GIVEN DATA -
───

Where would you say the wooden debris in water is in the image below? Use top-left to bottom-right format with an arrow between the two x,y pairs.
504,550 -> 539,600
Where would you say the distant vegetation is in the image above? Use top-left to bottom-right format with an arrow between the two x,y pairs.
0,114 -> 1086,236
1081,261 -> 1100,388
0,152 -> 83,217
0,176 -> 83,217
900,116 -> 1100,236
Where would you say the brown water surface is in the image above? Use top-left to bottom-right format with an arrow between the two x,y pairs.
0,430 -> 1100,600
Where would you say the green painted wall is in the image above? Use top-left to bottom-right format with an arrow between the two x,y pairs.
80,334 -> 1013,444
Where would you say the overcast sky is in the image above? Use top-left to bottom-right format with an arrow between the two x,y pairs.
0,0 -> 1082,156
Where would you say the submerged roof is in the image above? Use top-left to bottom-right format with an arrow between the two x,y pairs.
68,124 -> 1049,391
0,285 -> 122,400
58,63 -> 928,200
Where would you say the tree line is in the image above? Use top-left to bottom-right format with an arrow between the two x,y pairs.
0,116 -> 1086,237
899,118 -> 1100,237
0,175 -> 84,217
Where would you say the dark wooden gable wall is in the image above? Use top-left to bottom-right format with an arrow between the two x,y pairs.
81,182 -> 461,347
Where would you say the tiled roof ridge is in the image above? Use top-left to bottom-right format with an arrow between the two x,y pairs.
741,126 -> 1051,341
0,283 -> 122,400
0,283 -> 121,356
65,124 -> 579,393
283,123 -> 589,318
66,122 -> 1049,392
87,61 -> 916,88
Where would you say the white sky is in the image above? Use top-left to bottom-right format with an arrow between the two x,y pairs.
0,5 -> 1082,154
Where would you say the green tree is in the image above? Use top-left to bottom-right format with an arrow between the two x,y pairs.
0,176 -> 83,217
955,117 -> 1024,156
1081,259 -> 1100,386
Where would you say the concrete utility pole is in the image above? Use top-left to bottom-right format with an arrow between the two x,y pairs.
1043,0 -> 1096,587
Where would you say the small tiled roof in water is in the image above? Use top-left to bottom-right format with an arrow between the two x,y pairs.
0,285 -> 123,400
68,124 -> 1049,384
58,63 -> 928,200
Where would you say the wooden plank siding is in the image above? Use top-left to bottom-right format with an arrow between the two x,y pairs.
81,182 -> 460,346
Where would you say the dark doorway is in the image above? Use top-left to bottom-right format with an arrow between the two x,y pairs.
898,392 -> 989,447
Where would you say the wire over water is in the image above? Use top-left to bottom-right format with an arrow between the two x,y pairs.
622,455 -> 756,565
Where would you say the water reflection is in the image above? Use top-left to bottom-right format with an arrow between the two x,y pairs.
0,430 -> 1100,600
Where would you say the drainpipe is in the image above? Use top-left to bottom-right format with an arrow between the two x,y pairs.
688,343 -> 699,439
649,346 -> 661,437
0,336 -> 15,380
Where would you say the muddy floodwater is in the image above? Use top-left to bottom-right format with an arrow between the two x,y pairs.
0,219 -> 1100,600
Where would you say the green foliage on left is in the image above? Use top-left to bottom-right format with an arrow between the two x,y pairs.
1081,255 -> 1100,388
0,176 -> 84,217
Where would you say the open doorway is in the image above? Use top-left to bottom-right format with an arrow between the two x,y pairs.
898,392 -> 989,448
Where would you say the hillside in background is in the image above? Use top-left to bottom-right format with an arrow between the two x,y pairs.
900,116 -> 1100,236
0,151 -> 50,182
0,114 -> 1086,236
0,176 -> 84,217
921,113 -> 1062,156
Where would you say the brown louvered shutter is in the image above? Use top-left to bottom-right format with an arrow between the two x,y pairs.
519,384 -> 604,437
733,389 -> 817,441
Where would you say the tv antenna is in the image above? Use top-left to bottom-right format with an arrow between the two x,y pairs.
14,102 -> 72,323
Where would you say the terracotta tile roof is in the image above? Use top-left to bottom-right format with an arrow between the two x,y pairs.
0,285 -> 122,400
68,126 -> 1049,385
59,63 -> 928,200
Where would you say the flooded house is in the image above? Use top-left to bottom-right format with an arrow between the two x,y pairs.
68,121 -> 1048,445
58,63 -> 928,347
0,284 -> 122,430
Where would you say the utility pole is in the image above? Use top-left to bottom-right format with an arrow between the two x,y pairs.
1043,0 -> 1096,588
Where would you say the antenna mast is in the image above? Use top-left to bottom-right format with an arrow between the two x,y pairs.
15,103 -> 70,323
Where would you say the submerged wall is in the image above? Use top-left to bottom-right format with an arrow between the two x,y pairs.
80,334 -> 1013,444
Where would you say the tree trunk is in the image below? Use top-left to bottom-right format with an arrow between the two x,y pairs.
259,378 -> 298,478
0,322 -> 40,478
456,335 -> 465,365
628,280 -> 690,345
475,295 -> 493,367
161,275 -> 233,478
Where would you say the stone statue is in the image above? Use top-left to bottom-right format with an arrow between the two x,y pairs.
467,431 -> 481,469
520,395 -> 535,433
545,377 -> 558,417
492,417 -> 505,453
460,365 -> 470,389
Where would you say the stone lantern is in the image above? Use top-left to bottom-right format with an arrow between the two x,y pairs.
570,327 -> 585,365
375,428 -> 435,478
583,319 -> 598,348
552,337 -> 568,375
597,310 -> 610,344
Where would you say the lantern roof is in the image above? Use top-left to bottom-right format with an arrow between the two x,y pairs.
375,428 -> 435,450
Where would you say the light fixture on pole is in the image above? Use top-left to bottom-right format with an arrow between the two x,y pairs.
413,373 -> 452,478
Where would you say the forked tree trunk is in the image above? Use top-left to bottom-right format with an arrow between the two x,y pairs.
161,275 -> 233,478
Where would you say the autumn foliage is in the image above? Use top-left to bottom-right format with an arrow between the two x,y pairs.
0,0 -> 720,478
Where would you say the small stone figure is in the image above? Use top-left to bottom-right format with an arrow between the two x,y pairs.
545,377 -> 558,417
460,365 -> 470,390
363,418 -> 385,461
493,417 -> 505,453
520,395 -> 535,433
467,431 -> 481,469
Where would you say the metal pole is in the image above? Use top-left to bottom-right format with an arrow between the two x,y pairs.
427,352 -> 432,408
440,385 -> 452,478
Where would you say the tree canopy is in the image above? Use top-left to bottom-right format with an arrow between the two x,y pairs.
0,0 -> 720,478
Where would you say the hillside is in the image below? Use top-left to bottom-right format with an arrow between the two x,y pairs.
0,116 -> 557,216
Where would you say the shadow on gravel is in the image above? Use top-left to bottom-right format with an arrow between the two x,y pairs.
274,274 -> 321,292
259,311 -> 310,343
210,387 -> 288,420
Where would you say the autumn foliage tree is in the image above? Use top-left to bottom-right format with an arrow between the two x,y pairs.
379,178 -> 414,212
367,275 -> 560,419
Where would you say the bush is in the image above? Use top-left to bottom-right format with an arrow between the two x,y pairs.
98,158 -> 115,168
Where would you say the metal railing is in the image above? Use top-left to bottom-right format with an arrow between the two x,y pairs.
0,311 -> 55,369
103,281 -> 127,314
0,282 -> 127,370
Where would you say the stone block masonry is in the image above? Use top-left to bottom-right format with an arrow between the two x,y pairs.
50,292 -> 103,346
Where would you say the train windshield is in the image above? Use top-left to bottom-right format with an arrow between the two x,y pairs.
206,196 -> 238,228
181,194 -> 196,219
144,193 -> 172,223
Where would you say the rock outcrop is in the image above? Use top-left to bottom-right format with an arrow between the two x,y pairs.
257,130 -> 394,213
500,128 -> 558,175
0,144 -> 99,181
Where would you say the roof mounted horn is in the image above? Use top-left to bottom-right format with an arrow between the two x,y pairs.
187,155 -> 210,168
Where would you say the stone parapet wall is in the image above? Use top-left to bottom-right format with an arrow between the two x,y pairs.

───

EXERCISE TASK -
Pull out every line in the records above that contains the word "small", and copy each one in full.

EXERCISE SOLUTION -
Where would you say the small tiled roof in water is in the image above? Use top-left to bottom-right format with an arrow between the two x,y pairs.
Where would you say the small stone figure is in the image above? Use top-left to bottom-right format with an arrow between the two x,y pairs.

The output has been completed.